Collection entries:
###

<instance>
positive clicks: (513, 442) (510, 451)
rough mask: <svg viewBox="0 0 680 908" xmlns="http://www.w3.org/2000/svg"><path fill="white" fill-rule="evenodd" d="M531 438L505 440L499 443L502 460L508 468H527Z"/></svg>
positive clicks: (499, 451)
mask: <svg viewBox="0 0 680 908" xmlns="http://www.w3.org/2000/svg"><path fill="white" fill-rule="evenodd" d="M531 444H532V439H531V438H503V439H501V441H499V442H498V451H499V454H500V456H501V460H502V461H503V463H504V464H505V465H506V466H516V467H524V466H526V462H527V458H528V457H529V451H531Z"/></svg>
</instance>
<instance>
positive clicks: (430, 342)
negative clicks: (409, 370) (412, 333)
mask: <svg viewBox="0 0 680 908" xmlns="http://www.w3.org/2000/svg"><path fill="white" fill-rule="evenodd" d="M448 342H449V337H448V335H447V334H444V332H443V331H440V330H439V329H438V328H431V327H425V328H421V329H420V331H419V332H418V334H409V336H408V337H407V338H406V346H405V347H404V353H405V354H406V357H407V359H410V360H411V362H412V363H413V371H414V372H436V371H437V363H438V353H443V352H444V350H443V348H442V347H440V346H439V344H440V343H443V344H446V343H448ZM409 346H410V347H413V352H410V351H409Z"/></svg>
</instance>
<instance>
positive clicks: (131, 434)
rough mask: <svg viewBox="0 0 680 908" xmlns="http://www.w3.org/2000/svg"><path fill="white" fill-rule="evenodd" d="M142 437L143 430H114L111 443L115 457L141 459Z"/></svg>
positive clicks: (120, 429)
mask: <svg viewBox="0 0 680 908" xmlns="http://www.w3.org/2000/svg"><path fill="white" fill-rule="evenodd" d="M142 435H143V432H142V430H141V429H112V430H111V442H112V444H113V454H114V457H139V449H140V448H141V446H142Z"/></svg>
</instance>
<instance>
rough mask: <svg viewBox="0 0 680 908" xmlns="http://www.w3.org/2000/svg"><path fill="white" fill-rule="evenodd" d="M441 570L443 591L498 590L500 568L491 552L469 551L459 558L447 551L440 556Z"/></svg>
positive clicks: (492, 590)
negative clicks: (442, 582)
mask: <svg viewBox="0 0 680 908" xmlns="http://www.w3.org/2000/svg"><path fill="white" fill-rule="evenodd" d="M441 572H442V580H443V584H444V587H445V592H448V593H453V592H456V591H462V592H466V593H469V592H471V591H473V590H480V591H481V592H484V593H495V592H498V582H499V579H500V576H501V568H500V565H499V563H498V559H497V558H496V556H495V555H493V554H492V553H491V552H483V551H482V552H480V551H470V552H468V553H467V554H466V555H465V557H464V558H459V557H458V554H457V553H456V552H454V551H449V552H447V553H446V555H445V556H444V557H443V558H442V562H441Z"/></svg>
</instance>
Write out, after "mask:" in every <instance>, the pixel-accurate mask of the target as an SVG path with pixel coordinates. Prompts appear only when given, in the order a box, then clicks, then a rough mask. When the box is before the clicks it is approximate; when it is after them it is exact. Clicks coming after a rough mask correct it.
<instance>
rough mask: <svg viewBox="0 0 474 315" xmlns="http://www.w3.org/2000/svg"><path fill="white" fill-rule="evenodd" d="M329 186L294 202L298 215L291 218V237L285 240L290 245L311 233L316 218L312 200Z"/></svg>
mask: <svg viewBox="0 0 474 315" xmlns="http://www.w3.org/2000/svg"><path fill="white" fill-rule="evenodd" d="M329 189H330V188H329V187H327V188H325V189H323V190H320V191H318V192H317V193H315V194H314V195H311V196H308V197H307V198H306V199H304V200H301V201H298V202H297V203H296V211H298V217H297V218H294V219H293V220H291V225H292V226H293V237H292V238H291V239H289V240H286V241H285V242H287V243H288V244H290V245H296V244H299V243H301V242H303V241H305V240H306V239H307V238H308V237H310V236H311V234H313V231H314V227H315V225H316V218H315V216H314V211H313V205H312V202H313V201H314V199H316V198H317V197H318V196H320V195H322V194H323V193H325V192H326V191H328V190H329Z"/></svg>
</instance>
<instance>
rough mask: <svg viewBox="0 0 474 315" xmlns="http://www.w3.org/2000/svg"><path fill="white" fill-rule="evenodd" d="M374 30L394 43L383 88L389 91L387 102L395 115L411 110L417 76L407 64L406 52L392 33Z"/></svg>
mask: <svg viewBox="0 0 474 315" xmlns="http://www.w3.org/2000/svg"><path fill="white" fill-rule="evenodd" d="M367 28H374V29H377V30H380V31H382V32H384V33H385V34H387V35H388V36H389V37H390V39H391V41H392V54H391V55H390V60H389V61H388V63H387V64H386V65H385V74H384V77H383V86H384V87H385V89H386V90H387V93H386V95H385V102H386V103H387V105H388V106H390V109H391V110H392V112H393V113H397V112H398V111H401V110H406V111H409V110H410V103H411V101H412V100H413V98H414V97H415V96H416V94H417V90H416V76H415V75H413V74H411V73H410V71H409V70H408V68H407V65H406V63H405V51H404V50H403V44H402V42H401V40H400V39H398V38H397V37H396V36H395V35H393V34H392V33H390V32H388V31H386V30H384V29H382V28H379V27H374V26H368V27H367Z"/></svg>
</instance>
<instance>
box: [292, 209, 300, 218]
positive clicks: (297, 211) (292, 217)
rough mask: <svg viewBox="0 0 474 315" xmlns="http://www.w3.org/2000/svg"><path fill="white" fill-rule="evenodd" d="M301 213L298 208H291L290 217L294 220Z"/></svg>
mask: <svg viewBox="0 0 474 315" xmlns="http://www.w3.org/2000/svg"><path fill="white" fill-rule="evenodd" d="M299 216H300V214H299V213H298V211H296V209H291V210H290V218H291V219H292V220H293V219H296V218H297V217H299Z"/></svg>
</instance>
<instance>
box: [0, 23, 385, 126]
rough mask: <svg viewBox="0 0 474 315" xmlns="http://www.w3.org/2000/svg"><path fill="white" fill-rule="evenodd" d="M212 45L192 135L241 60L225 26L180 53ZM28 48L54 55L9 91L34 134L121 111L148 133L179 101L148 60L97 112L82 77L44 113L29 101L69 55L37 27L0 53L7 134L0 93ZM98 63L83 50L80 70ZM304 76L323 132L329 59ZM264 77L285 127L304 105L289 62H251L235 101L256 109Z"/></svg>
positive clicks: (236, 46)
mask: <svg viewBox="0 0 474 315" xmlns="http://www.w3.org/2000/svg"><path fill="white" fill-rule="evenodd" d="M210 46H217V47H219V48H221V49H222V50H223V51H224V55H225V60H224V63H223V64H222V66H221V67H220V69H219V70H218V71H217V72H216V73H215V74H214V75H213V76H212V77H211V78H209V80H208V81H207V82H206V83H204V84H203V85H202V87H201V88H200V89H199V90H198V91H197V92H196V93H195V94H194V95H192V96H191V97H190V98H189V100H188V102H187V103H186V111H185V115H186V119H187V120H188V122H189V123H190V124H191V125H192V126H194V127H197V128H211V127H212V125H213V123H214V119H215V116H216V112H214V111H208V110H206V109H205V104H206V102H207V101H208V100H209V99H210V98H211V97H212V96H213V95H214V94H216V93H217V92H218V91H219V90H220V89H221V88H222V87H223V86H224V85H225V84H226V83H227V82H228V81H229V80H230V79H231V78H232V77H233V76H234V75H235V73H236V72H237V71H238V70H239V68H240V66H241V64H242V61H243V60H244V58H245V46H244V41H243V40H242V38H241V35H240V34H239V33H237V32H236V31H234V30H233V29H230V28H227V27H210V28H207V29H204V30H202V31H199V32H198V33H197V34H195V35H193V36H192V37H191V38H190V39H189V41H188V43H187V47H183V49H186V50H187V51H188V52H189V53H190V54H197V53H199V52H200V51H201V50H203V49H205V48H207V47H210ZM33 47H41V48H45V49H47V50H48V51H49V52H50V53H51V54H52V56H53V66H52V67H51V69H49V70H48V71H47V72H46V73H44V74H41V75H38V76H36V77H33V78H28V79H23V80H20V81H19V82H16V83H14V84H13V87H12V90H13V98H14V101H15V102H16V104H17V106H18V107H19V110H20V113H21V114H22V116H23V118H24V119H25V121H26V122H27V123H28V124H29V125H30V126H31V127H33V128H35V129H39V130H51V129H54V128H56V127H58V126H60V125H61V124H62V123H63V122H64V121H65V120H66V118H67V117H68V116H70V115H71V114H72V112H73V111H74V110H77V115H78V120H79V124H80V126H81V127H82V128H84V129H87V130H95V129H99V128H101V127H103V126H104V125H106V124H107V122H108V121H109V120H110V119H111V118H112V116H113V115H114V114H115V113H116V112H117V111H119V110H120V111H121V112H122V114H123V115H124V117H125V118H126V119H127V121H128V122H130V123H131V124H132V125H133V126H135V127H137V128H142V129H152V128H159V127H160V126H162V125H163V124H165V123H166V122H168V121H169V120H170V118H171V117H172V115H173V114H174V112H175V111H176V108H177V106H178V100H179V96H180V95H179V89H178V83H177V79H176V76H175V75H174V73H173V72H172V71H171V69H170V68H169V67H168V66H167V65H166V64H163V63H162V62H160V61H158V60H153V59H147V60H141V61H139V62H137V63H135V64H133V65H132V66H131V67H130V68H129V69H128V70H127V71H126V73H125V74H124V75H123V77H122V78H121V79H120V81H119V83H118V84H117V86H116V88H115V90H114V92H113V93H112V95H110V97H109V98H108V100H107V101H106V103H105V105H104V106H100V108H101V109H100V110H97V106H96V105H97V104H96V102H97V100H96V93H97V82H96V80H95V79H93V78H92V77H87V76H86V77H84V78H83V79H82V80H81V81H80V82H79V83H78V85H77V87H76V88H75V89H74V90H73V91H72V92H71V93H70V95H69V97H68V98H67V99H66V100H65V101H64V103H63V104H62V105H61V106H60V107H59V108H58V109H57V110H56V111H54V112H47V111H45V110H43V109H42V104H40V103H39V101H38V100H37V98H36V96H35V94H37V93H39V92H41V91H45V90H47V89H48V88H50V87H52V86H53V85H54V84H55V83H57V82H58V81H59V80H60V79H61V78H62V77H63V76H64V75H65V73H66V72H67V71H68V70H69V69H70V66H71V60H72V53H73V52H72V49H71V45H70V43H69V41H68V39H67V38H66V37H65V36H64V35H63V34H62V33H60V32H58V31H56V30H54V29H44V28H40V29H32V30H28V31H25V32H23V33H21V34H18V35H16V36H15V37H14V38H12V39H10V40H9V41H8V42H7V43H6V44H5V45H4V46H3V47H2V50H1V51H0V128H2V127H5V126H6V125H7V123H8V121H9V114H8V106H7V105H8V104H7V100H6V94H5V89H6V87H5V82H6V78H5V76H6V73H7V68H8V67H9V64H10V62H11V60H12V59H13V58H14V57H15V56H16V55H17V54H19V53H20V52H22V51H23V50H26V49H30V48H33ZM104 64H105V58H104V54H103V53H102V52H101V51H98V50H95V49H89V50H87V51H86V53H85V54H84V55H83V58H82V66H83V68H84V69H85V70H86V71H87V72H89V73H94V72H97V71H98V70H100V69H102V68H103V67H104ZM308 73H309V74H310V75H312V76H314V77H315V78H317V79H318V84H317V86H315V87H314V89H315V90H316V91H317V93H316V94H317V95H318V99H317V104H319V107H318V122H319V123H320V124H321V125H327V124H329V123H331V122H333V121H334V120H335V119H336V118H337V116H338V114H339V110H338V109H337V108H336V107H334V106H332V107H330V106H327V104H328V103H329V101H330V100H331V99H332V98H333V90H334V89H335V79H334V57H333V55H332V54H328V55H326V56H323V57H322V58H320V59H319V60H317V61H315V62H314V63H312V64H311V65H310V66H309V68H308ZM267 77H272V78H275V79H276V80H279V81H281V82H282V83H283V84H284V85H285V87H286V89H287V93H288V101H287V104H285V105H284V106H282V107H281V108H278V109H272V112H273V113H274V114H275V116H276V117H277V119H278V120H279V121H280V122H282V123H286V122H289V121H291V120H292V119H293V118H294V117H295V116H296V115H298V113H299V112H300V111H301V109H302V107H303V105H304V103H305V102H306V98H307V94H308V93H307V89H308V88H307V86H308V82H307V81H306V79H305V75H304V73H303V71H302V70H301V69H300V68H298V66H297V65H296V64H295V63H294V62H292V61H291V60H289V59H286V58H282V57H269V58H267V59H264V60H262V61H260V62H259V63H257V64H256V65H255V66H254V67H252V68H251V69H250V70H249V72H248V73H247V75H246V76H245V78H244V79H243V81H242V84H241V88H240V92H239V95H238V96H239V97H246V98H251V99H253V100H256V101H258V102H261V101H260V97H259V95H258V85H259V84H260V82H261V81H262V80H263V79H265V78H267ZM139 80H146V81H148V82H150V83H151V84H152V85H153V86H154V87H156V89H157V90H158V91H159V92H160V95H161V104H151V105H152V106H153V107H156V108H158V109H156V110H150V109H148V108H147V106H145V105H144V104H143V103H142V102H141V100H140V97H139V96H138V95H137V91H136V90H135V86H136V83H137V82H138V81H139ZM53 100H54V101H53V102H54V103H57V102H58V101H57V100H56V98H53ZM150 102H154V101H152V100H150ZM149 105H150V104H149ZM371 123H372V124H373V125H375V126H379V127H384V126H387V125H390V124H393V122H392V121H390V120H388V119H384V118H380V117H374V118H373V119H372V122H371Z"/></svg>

###

What you are asked to do: With the line containing "positive clicks: (492, 590)" as the last one, please set down exactly the lines of the records above from their very first line, and nothing more.

Answer area:
<instance>
positive clicks: (513, 442) (510, 451)
rough mask: <svg viewBox="0 0 680 908" xmlns="http://www.w3.org/2000/svg"><path fill="white" fill-rule="evenodd" d="M531 438L505 440L499 443L502 460L508 468H527Z"/></svg>
positive clicks: (499, 451)
mask: <svg viewBox="0 0 680 908" xmlns="http://www.w3.org/2000/svg"><path fill="white" fill-rule="evenodd" d="M531 444H532V439H531V438H503V439H501V441H499V442H498V451H499V454H500V456H501V460H502V461H503V463H504V464H505V465H506V466H516V467H524V466H526V462H527V458H528V457H529V451H531Z"/></svg>
</instance>
<instance>
positive clicks: (430, 342)
negative clicks: (409, 370) (412, 333)
mask: <svg viewBox="0 0 680 908" xmlns="http://www.w3.org/2000/svg"><path fill="white" fill-rule="evenodd" d="M448 342H449V337H448V335H447V334H444V332H443V331H440V330H439V329H438V328H431V327H425V328H421V329H420V331H419V332H418V334H409V336H408V337H407V338H406V346H405V347H404V353H405V354H406V357H407V359H410V360H411V362H412V363H413V371H414V372H436V371H437V363H438V353H443V352H444V350H443V348H442V347H440V346H439V344H440V343H443V344H446V343H448ZM409 346H410V347H413V352H410V351H409Z"/></svg>
</instance>
<instance>
positive clicks: (131, 434)
rough mask: <svg viewBox="0 0 680 908" xmlns="http://www.w3.org/2000/svg"><path fill="white" fill-rule="evenodd" d="M142 437L143 430H114L111 443L115 457L141 459Z"/></svg>
positive clicks: (120, 429)
mask: <svg viewBox="0 0 680 908" xmlns="http://www.w3.org/2000/svg"><path fill="white" fill-rule="evenodd" d="M142 435H143V432H142V430H141V429H112V430H111V442H112V444H113V454H114V457H139V449H140V448H141V446H142Z"/></svg>
</instance>
<instance>
rough mask: <svg viewBox="0 0 680 908" xmlns="http://www.w3.org/2000/svg"><path fill="white" fill-rule="evenodd" d="M441 570L443 591L498 590L500 568L491 552L469 551L459 558L447 551L440 556Z"/></svg>
positive clicks: (492, 590)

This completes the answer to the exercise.